_Exercise goal:_ Output exactly, please, the lines of the records below from the one containing "Every instance gets a single point. Point out the pier" through the final line.

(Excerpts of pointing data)
***

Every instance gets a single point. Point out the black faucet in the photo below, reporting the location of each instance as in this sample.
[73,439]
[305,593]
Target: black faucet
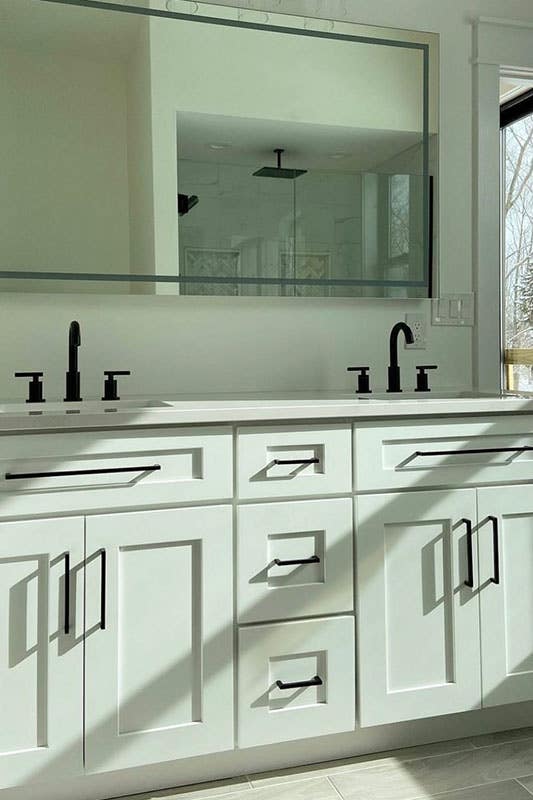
[72,393]
[394,369]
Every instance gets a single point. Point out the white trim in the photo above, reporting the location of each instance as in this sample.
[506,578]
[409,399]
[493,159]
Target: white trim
[500,45]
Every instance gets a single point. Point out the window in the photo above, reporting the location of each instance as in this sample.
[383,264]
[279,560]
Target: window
[517,234]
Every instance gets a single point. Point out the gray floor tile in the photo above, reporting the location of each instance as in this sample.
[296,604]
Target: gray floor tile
[508,790]
[430,776]
[231,787]
[528,783]
[488,739]
[358,762]
[313,789]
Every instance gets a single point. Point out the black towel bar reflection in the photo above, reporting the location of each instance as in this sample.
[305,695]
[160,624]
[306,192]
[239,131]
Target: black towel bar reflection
[279,562]
[281,461]
[316,681]
[17,476]
[479,451]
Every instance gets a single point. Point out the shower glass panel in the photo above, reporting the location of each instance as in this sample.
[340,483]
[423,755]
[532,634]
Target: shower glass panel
[168,147]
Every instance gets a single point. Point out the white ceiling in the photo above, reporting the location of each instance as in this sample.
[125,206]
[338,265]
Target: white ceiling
[320,147]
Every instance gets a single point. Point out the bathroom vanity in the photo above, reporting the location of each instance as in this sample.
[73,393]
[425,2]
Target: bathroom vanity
[186,578]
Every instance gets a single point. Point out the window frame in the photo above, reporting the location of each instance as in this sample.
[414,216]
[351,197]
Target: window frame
[511,111]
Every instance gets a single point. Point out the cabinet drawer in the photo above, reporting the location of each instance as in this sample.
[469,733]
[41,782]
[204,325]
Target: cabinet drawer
[318,652]
[291,462]
[115,468]
[437,454]
[314,538]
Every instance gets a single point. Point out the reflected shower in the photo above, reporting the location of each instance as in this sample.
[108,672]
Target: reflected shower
[279,171]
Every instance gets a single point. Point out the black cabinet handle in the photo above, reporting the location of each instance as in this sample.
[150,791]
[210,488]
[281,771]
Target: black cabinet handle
[469,552]
[424,453]
[103,581]
[67,594]
[495,550]
[296,461]
[316,681]
[17,476]
[279,562]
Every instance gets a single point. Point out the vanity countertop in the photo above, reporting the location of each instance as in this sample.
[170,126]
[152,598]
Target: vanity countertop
[252,407]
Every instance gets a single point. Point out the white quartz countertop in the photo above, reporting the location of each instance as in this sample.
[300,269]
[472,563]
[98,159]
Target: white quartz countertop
[251,407]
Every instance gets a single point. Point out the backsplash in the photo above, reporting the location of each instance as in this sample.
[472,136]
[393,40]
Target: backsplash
[187,345]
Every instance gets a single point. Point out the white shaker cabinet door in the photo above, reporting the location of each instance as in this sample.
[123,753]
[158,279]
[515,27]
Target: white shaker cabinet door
[418,623]
[506,593]
[159,628]
[41,650]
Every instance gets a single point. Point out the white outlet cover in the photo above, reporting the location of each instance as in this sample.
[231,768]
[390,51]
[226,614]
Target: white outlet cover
[418,324]
[453,309]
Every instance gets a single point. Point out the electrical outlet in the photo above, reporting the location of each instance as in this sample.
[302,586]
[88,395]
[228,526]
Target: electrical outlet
[417,323]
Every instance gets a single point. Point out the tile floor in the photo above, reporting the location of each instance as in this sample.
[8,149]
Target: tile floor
[497,766]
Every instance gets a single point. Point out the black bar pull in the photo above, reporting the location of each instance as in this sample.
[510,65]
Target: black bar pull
[17,476]
[469,552]
[67,594]
[294,561]
[316,681]
[35,388]
[495,550]
[103,581]
[281,461]
[424,453]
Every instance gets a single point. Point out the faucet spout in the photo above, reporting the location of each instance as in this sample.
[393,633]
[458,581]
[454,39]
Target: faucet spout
[394,384]
[72,393]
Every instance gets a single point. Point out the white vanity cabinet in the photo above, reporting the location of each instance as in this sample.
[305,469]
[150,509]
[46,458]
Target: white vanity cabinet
[41,649]
[418,623]
[505,539]
[159,636]
[164,603]
[444,578]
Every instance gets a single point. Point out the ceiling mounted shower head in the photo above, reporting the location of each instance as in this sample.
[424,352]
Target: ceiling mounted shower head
[279,171]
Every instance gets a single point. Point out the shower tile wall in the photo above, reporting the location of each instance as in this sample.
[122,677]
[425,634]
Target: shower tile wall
[263,227]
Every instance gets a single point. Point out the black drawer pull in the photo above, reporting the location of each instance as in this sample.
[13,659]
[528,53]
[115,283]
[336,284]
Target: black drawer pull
[279,562]
[103,580]
[17,476]
[67,594]
[496,550]
[424,453]
[281,461]
[469,552]
[316,681]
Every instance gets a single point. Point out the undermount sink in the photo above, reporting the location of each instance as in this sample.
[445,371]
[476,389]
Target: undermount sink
[83,407]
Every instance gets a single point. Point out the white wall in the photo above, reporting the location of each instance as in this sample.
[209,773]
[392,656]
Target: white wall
[64,170]
[189,344]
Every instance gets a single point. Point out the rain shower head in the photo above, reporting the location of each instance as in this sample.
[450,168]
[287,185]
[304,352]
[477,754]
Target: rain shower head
[279,171]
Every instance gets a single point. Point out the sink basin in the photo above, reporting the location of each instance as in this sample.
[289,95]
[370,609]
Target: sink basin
[85,407]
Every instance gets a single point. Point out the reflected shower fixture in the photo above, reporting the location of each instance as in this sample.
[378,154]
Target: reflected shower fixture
[186,202]
[279,171]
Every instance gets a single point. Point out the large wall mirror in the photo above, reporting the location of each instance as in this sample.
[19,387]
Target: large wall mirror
[173,147]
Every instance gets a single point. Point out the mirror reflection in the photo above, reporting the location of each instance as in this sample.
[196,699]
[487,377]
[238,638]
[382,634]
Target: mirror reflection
[164,155]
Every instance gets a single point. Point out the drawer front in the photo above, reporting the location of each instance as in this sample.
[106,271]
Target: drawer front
[312,541]
[319,653]
[437,454]
[115,468]
[293,462]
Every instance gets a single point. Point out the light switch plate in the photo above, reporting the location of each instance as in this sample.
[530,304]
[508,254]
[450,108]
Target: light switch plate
[453,309]
[418,324]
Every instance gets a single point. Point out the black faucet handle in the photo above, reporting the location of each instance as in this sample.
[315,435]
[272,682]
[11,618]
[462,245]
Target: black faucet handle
[35,388]
[110,383]
[422,378]
[363,380]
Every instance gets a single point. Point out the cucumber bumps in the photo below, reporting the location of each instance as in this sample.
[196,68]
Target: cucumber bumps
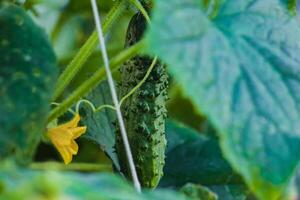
[144,112]
[27,73]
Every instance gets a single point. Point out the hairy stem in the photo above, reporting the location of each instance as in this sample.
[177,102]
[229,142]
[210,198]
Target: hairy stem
[92,82]
[86,50]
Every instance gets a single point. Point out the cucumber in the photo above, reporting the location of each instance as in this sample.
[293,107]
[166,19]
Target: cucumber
[27,73]
[144,112]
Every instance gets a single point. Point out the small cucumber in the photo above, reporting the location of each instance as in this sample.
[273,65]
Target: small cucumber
[27,73]
[144,112]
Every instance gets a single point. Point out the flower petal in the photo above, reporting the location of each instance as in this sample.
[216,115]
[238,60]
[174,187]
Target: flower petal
[65,154]
[78,131]
[73,147]
[60,136]
[71,124]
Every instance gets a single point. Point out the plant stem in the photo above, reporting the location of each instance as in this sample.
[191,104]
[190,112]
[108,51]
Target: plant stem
[86,50]
[92,82]
[88,167]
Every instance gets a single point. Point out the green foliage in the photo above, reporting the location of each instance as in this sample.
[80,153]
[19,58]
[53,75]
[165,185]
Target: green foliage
[241,69]
[203,159]
[144,112]
[27,184]
[198,192]
[27,72]
[100,127]
[200,155]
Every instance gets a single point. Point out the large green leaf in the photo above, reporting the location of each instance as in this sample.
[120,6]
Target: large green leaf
[100,127]
[27,72]
[27,184]
[201,160]
[241,69]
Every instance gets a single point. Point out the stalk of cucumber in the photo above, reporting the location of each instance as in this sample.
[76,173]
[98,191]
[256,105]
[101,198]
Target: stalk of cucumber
[144,112]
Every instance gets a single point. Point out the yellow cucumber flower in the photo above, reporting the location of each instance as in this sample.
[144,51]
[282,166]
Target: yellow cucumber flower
[63,137]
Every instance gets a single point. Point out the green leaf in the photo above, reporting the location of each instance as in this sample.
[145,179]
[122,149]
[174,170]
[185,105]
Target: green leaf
[232,192]
[27,73]
[28,184]
[201,160]
[198,192]
[241,69]
[100,127]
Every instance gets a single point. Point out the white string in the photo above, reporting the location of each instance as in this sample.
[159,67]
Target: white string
[114,96]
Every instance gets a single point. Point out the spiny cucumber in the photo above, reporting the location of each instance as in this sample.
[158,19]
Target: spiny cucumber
[27,72]
[144,112]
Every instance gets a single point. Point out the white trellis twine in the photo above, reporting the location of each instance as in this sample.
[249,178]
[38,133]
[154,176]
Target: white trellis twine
[135,180]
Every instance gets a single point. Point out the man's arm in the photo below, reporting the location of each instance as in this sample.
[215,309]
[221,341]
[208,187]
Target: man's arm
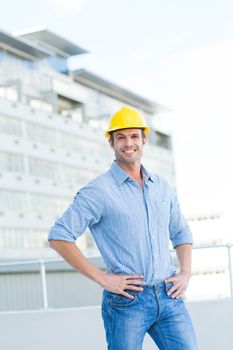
[113,283]
[181,280]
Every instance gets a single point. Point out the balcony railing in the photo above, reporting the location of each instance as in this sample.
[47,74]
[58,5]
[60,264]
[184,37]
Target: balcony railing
[35,284]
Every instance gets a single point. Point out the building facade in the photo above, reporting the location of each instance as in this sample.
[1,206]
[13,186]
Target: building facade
[52,139]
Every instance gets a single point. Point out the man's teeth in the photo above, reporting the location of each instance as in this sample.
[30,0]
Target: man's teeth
[130,151]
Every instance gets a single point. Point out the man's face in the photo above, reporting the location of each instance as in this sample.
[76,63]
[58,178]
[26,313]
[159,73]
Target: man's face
[128,145]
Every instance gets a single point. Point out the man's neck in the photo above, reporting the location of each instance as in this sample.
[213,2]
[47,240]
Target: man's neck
[133,170]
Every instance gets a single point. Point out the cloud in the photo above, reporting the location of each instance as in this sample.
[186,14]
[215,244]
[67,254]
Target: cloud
[68,8]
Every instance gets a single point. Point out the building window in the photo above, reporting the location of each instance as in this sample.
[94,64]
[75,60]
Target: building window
[43,168]
[38,133]
[11,162]
[10,126]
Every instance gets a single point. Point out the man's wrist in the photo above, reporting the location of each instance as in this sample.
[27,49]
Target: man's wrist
[186,272]
[99,277]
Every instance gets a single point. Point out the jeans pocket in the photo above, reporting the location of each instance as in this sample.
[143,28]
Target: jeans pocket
[119,300]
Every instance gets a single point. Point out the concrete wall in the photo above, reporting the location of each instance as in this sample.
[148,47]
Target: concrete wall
[82,328]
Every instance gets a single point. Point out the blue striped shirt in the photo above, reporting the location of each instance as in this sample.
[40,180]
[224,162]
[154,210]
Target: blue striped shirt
[131,227]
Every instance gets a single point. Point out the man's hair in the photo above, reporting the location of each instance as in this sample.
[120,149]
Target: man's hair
[111,139]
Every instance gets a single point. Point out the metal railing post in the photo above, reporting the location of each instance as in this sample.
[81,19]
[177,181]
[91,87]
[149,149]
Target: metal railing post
[230,268]
[44,284]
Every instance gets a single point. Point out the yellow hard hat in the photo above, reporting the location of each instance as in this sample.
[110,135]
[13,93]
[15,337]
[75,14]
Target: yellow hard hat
[127,118]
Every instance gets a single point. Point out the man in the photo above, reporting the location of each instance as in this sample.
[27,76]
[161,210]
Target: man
[132,215]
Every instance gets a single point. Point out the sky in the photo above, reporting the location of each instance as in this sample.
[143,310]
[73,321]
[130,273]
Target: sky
[178,53]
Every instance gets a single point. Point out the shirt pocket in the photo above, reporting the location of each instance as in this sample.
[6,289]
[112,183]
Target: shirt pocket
[163,210]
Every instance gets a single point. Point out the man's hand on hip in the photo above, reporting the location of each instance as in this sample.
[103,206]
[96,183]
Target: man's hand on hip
[118,283]
[180,283]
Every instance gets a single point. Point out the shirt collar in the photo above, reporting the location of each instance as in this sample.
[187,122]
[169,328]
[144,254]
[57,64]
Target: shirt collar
[121,176]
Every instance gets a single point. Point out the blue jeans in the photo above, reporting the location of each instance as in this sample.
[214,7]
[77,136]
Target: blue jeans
[166,320]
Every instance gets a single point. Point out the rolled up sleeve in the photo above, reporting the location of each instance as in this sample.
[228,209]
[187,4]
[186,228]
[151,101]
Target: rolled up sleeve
[179,230]
[85,211]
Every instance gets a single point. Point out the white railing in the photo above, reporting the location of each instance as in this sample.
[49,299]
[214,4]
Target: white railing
[43,263]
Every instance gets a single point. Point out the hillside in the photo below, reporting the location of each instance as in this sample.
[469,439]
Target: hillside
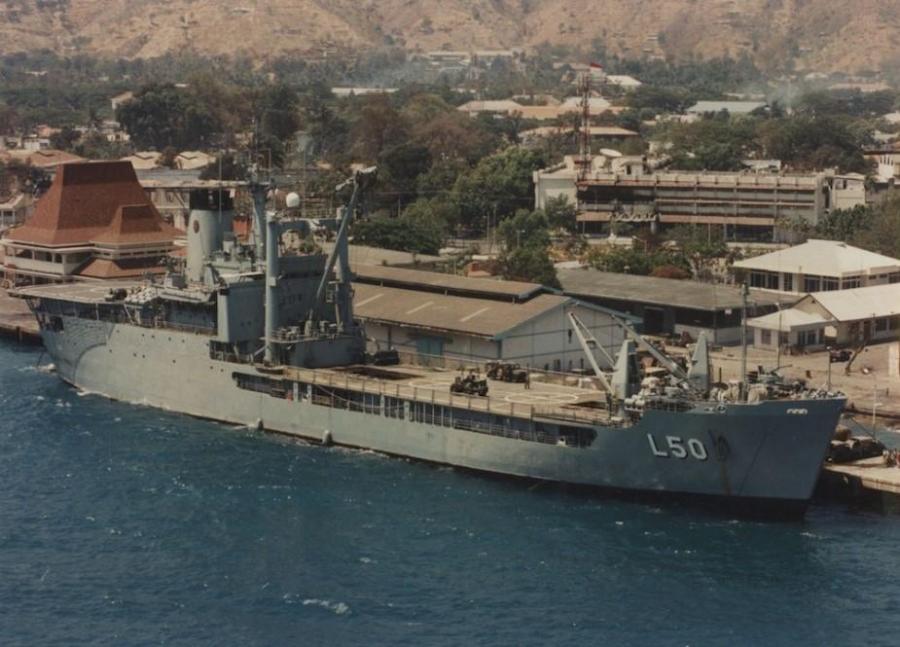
[822,35]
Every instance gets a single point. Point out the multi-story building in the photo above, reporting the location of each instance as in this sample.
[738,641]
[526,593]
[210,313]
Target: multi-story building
[95,222]
[750,206]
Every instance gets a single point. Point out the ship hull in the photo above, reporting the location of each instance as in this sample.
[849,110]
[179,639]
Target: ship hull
[764,456]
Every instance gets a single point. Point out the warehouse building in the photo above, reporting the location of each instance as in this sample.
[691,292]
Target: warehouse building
[670,306]
[446,319]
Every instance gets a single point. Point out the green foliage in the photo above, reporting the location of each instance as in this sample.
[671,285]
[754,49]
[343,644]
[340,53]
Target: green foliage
[561,214]
[882,233]
[526,228]
[633,261]
[226,167]
[844,224]
[165,115]
[408,234]
[96,146]
[278,112]
[65,139]
[813,143]
[529,263]
[526,239]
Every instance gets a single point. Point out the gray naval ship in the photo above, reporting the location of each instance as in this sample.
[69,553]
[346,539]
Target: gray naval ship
[249,334]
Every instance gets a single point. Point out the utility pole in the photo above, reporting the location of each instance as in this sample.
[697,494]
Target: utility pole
[743,383]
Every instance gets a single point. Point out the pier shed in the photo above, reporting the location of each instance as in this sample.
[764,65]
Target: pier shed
[449,330]
[670,306]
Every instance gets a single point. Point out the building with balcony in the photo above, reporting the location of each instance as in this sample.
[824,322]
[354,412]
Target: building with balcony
[748,206]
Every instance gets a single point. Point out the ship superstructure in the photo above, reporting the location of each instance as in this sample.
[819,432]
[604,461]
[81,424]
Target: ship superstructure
[249,334]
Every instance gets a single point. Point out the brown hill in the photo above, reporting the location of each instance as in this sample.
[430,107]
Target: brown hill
[824,35]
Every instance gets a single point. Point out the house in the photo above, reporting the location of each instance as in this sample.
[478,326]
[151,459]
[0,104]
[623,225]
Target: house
[95,222]
[846,317]
[596,104]
[344,92]
[14,210]
[671,306]
[46,159]
[623,81]
[818,266]
[143,160]
[503,106]
[607,135]
[731,107]
[191,160]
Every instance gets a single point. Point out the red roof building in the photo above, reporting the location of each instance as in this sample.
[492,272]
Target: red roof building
[95,222]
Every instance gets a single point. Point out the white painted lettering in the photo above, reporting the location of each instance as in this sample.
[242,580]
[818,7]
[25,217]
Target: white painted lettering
[653,447]
[698,449]
[676,446]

***

_Exercise answer:_
Every instance gets a single point. Point out the pier shed in the photo above, reporting the location of each instance as in this sample.
[764,65]
Target: pier shed
[449,330]
[670,306]
Every instance gets a single point. Point out the building with balcony in the photo above, reporting the location of each instance as in this sample.
[824,322]
[354,412]
Target: building with balcony
[748,206]
Every instance gets a single point. Point out the ship superstructure in the photo above, reporting the location of each instance as in this sample.
[819,432]
[604,461]
[81,424]
Target: ship superstructure
[249,334]
Every instance gets a single point. Point out the brown hill in the photo above, reporting the location of each instance as in this sample.
[430,107]
Target: brown hill
[824,35]
Every instance gets a single point. Point out the house in the photo above, reporting the location of each instance as in this sample.
[478,326]
[151,459]
[0,104]
[623,225]
Target: house
[95,222]
[846,317]
[596,104]
[344,92]
[14,210]
[671,306]
[46,159]
[623,81]
[818,266]
[143,160]
[503,106]
[607,135]
[731,107]
[191,160]
Every instance gets a single point. Point out the red roof building in the photo above, reporting the location of each instance as in this sample.
[492,272]
Target: red roof building
[95,222]
Every instance gets a single point. Point out the white painted lettering in the photo above, reporting the location of each instance as in this sample.
[242,580]
[818,7]
[25,217]
Target: white painted lettering
[653,447]
[698,449]
[676,446]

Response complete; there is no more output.